══ Document excerpt
# Going on Holiday.....What do we do with the Aquarium Lighting??



## Flossy (3 Sep 2015)

Hi all,

We are heading on holiday next week for 2 weeks. We are going to purchase a battery operated feeder and have also asked a friend to pop round every other day while we're away to check on our fishies!

My question is, what do we do about the lights in the aquarium? I've read that if you leave your lights on 24hrs a day the fish can't rest properly which leads to stress/death.

We have an air stone at the back of the tank which emits blue/white lights which are very subtle.

Should we turn all the lights off whilst we are away for the 2 weeks or turn the main tubes off and keep the air stone lights on?.......they are subtle but its obviously still light in the tank.

Any help would be appreciated! Thanks!


----------



## alto (3 Sep 2015)

What's the present situation with this tank? I think you've had some fish deaths re tetra general - but what led you to dose in the first place???
What livestock are in the tank now?
Water change schedule?
Foods?
════
- _Written request a_: In the aquarium lighting thread, list every question alto asks in the reply.
The aquarium lighting thread and these rows have nothing to do with each other.
══ Stored data
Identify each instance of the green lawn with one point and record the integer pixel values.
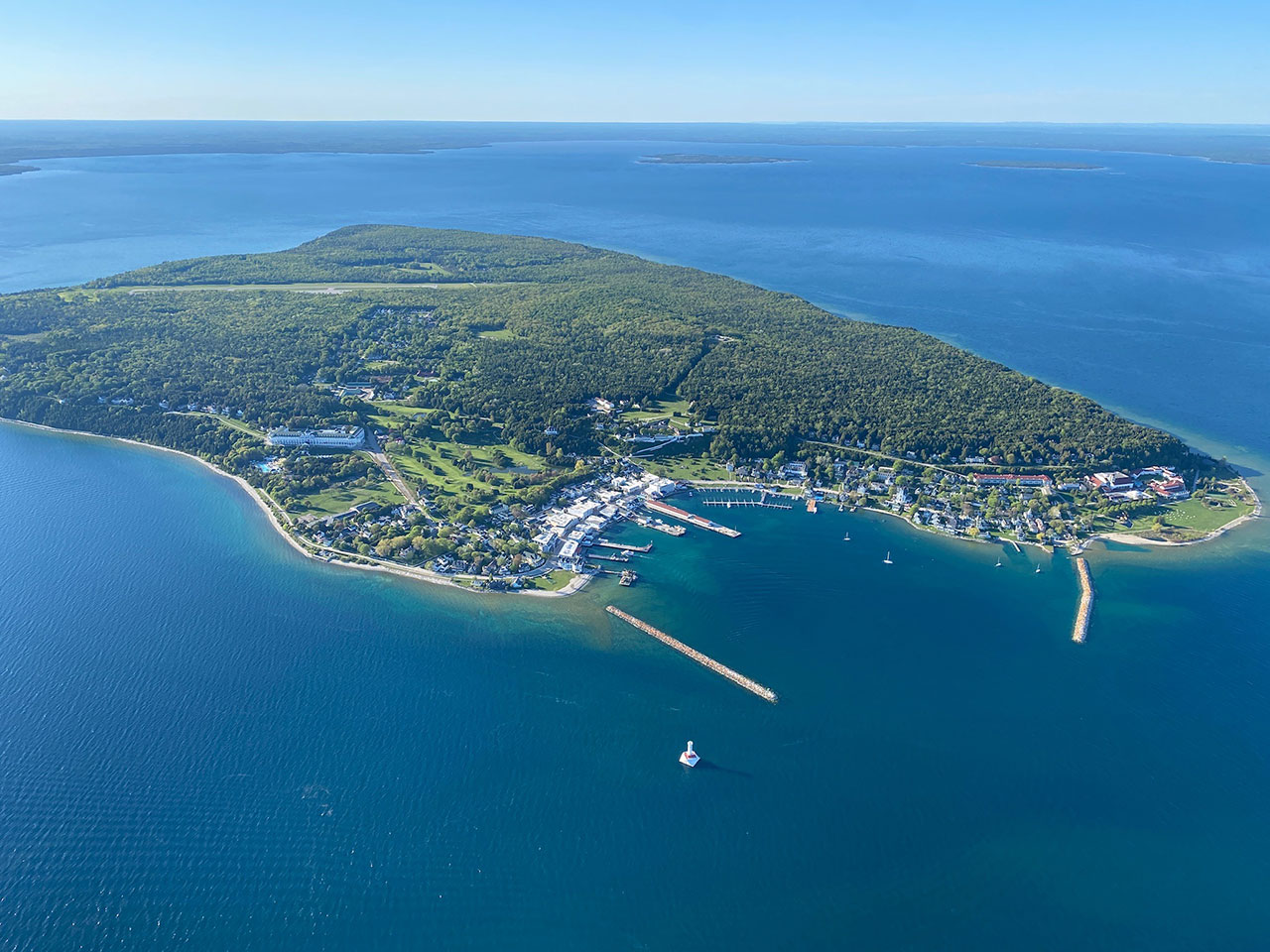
(552, 581)
(685, 467)
(418, 458)
(674, 408)
(339, 499)
(1188, 520)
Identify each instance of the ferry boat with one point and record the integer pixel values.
(690, 757)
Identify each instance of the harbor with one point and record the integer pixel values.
(747, 498)
(657, 506)
(1082, 615)
(703, 660)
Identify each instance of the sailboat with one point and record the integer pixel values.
(690, 757)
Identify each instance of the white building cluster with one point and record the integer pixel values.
(334, 438)
(584, 511)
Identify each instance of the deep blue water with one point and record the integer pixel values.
(209, 743)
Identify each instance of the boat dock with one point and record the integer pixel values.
(1082, 613)
(690, 518)
(757, 503)
(762, 502)
(659, 526)
(740, 679)
(606, 543)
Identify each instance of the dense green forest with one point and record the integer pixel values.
(521, 333)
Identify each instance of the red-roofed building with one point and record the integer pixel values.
(1170, 489)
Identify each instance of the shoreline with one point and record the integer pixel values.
(1075, 549)
(272, 512)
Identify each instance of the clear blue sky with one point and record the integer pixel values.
(889, 60)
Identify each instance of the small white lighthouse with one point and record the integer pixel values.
(689, 758)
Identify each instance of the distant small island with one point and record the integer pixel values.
(1026, 164)
(695, 159)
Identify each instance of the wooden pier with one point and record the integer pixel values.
(1082, 615)
(693, 520)
(757, 503)
(740, 679)
(606, 543)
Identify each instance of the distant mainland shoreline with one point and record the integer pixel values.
(701, 159)
(1037, 164)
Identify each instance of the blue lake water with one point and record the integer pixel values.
(212, 743)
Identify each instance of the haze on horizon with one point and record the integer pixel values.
(903, 61)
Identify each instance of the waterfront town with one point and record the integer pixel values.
(547, 544)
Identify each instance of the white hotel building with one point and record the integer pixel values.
(338, 438)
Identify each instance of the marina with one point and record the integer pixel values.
(1082, 615)
(703, 660)
(747, 498)
(606, 543)
(693, 520)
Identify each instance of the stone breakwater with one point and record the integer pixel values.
(1082, 615)
(734, 676)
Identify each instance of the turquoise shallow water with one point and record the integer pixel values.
(208, 742)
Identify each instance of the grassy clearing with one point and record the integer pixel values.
(312, 287)
(1182, 522)
(341, 498)
(449, 466)
(685, 467)
(676, 409)
(552, 581)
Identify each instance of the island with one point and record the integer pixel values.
(695, 159)
(479, 409)
(1037, 164)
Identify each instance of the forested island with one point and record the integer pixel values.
(423, 398)
(702, 159)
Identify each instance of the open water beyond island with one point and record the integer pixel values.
(209, 742)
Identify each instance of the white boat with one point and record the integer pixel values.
(690, 757)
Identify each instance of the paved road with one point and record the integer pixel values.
(391, 471)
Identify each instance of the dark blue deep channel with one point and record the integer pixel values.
(209, 743)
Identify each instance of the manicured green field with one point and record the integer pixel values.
(339, 499)
(685, 467)
(552, 581)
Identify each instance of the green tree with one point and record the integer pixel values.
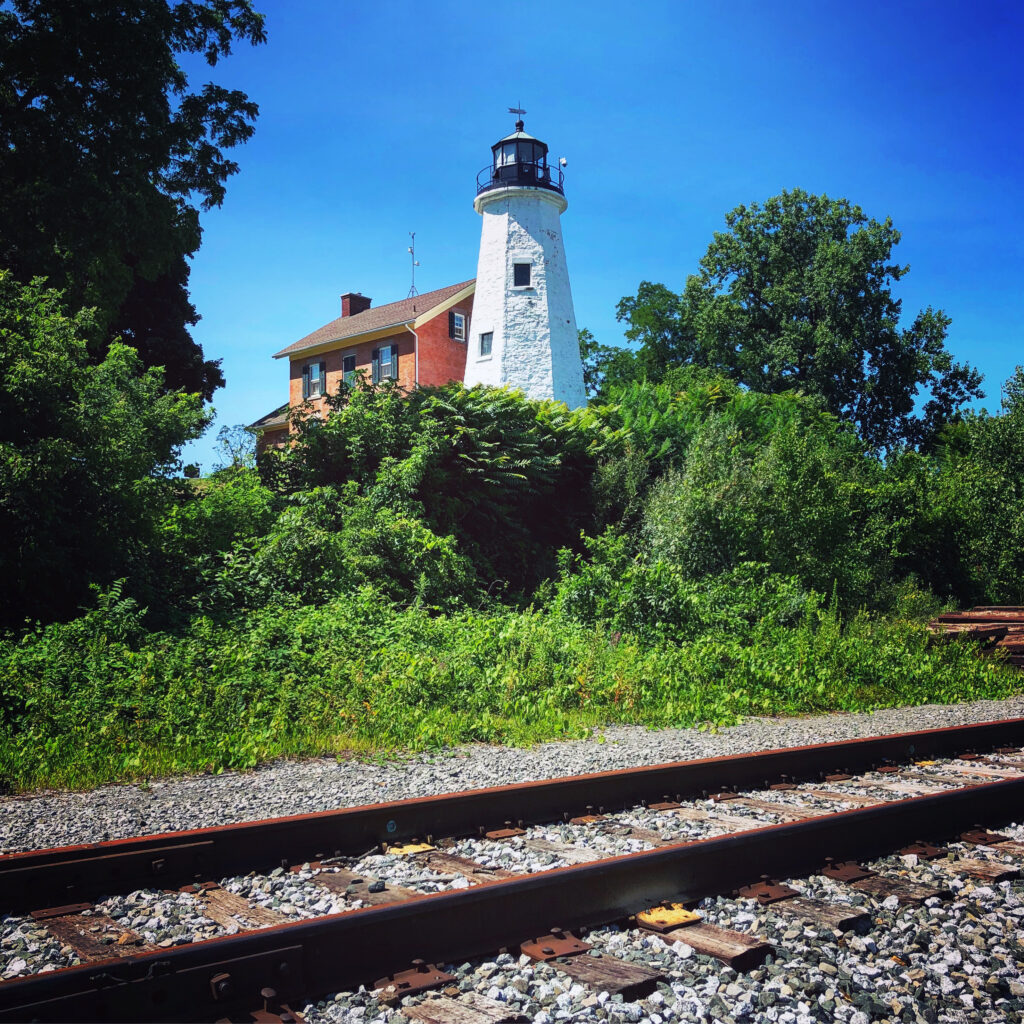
(104, 150)
(87, 455)
(797, 295)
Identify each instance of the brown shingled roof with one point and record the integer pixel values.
(374, 318)
(279, 418)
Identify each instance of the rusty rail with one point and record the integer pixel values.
(223, 977)
(995, 628)
(76, 873)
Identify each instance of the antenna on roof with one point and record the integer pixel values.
(416, 263)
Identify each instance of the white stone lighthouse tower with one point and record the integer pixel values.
(523, 330)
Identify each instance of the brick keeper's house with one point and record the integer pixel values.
(420, 340)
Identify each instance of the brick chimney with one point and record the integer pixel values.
(353, 302)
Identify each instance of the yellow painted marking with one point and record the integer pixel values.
(409, 848)
(673, 915)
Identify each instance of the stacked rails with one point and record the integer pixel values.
(994, 627)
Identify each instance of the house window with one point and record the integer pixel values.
(457, 326)
(313, 380)
(348, 370)
(385, 364)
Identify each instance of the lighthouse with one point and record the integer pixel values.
(523, 330)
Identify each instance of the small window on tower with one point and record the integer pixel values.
(457, 326)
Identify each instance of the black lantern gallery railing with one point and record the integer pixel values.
(521, 173)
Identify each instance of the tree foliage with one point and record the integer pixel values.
(104, 147)
(797, 295)
(86, 455)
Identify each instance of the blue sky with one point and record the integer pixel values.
(376, 117)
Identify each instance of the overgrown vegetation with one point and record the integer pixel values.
(466, 565)
(756, 515)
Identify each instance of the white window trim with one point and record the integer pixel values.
(522, 261)
(457, 316)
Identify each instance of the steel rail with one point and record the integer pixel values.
(223, 977)
(78, 873)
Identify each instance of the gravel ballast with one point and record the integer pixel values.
(303, 786)
(945, 961)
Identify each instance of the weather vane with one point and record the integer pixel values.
(416, 263)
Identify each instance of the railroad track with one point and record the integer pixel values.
(461, 876)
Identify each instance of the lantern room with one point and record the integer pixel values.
(519, 161)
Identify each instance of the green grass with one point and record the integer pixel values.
(100, 699)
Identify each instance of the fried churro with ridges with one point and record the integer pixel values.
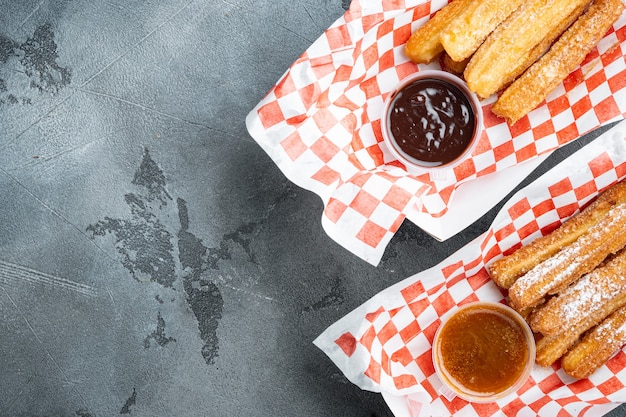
(597, 346)
(564, 56)
(494, 64)
(544, 45)
(506, 270)
(467, 31)
(592, 298)
(452, 66)
(551, 276)
(550, 348)
(424, 45)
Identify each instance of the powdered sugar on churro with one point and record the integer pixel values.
(590, 293)
(571, 261)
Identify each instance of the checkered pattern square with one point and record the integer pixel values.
(395, 329)
(321, 122)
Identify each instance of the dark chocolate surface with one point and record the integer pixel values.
(153, 260)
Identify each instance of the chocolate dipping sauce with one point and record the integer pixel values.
(432, 121)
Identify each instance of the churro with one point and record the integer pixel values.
(597, 346)
(495, 62)
(550, 348)
(424, 45)
(564, 56)
(506, 270)
(587, 302)
(468, 29)
(551, 276)
(452, 66)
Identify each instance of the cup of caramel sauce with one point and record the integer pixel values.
(483, 351)
(431, 121)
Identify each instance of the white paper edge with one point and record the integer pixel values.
(473, 199)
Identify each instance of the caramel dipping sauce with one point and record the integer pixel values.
(431, 120)
(483, 351)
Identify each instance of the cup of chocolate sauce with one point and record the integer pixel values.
(431, 121)
(483, 351)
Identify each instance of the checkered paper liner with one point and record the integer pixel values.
(321, 122)
(385, 345)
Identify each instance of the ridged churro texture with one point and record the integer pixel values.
(494, 64)
(528, 91)
(424, 45)
(597, 294)
(554, 274)
(469, 28)
(597, 346)
(571, 281)
(506, 270)
(521, 50)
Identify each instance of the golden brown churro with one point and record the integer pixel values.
(597, 346)
(494, 64)
(465, 33)
(563, 57)
(424, 45)
(580, 270)
(554, 274)
(452, 66)
(506, 270)
(589, 300)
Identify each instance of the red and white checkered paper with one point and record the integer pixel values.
(385, 345)
(321, 122)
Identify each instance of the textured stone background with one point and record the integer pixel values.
(153, 260)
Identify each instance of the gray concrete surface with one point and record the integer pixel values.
(153, 259)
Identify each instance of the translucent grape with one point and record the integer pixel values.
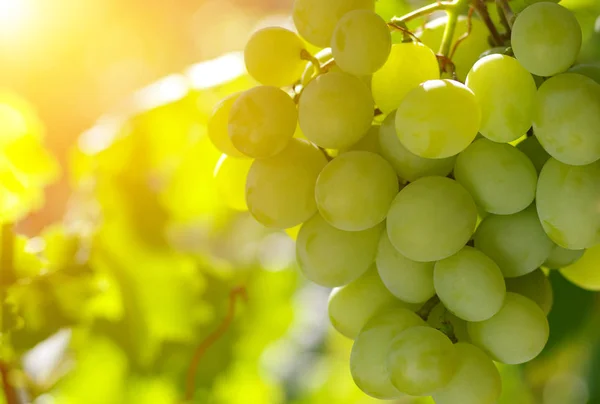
════
- _Written request b_: Pick out each line of the rows that contains the word "chocolate".

- _Task solution a_:
1. What's the present situation with this tank?
2. What led you to dose in the first place?
3. What livestock are in the tank now?
4. Water change schedule?
5. Foods?

- _Task solution b_:
Identify each instance of the dark chocolate surface with one point and record the integer pixel values.
Identify each instance of the chocolate dipping sauce with one point and record the integer pixel values.
Identify each instance of the cup of chocolate sauce with one point and record the integer pixel values.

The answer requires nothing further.